[TASK DETAILS]: Update the listing starting with the line containing "Please pin the blue" and going on through the line containing "(1046, 654)", replacing "instance" with "occurrence" and leaving everything else unchanged.

*** DATA SHOWN ***

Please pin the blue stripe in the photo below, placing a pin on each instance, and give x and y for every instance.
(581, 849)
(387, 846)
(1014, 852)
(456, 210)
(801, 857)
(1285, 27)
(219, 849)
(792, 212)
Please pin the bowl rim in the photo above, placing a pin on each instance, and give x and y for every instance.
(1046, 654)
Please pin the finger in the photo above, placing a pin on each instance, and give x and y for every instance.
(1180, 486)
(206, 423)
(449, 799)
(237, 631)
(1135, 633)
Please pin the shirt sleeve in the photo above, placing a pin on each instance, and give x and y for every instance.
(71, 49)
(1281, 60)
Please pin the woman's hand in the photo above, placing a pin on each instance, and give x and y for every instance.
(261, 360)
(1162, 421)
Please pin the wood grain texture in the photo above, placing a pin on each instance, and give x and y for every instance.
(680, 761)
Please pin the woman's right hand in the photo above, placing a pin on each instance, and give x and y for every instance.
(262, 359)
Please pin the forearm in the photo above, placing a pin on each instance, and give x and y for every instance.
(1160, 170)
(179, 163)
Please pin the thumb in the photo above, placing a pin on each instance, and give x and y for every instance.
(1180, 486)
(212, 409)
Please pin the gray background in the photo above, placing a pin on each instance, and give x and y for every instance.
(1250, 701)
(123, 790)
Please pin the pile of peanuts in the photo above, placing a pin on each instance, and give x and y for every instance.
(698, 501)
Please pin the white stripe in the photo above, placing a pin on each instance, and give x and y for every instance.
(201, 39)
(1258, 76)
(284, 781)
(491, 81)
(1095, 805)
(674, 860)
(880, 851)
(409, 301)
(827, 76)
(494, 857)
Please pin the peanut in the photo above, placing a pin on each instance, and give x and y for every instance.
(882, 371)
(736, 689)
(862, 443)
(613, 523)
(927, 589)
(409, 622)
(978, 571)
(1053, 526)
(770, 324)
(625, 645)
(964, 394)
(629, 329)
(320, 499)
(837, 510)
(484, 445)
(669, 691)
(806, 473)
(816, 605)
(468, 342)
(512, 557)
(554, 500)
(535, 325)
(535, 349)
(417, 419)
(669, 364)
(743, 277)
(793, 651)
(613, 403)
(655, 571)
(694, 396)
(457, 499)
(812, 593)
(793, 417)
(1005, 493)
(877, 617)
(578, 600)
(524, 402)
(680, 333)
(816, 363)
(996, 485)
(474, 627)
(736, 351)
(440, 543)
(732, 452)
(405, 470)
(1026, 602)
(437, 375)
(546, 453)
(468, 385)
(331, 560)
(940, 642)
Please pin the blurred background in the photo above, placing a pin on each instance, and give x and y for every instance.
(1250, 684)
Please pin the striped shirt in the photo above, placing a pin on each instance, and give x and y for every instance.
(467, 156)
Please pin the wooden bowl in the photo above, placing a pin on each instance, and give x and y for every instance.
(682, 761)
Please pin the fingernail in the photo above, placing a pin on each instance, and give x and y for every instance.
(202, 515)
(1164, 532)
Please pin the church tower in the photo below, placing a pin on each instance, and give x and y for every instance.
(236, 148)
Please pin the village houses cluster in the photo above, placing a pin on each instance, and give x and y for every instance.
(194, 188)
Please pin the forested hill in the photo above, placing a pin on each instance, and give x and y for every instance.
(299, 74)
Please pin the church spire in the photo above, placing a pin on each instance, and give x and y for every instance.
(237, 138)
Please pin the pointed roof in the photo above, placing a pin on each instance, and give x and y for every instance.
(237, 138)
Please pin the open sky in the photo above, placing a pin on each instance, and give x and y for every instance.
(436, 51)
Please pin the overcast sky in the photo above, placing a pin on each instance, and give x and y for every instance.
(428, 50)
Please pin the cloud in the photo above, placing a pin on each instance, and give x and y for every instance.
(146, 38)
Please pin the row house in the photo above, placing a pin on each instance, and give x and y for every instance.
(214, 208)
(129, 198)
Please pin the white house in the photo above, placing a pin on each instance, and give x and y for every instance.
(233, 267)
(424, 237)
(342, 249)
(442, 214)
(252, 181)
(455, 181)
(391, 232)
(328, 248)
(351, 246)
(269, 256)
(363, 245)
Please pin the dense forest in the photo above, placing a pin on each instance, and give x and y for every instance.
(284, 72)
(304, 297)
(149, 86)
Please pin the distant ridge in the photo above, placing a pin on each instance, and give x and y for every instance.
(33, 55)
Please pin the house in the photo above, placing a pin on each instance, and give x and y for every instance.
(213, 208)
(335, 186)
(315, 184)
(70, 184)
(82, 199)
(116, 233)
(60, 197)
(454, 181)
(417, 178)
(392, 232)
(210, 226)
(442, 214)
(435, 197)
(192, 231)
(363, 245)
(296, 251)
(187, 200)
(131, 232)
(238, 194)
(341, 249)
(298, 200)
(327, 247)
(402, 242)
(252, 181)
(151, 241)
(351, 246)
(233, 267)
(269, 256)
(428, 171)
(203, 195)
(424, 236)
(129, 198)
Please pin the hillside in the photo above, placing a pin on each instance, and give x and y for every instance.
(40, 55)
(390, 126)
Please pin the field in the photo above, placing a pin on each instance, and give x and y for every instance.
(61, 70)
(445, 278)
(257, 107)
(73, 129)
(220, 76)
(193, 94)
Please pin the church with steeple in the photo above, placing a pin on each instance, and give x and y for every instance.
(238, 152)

***
*** DATA SHOWN ***

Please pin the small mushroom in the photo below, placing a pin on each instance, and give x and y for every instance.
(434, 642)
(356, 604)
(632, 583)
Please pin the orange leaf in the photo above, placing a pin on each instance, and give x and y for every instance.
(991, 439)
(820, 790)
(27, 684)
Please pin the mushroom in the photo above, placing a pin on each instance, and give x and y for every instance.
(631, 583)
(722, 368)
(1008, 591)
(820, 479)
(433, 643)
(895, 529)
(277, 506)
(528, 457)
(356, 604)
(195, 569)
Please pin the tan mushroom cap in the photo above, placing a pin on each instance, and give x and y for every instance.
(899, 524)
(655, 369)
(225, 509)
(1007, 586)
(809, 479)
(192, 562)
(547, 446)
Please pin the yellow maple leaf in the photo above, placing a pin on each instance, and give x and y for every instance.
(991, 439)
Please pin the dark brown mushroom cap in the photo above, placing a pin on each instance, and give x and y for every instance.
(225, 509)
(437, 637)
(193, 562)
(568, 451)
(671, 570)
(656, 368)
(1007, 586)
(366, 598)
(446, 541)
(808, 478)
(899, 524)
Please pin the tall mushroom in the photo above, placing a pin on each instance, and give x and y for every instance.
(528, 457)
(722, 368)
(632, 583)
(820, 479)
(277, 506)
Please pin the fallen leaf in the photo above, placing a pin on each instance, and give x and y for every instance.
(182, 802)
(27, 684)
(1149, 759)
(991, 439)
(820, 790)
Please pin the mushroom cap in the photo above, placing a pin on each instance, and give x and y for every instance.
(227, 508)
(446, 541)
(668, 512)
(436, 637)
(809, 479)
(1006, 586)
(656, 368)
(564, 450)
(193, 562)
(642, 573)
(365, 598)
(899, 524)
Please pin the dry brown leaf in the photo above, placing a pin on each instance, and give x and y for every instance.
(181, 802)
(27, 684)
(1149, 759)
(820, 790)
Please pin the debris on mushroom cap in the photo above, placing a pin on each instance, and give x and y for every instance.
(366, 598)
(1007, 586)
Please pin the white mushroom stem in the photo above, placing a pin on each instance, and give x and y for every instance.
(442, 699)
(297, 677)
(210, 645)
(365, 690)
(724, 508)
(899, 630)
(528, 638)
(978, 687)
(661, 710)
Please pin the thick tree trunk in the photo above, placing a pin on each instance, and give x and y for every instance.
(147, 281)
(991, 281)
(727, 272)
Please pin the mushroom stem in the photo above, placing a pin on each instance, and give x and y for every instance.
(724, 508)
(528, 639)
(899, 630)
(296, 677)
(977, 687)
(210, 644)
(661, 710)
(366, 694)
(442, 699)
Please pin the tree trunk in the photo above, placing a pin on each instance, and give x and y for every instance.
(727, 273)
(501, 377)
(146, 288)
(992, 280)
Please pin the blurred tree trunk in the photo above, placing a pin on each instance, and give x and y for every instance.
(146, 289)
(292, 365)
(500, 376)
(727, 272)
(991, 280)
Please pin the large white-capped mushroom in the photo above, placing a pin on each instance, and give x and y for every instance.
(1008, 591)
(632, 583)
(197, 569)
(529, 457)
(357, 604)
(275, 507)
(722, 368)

***

[RESULT BELOW]:
Please pin the blue stripe in the photo below, placing a pin on each occurrence, and give x and y for every occurrence.
(581, 849)
(387, 846)
(1014, 852)
(456, 210)
(801, 857)
(1285, 27)
(219, 849)
(792, 212)
Please pin the bowl rim in the photo above, placing a pin on each occurrence, and give x and y for every occurrence.
(1046, 654)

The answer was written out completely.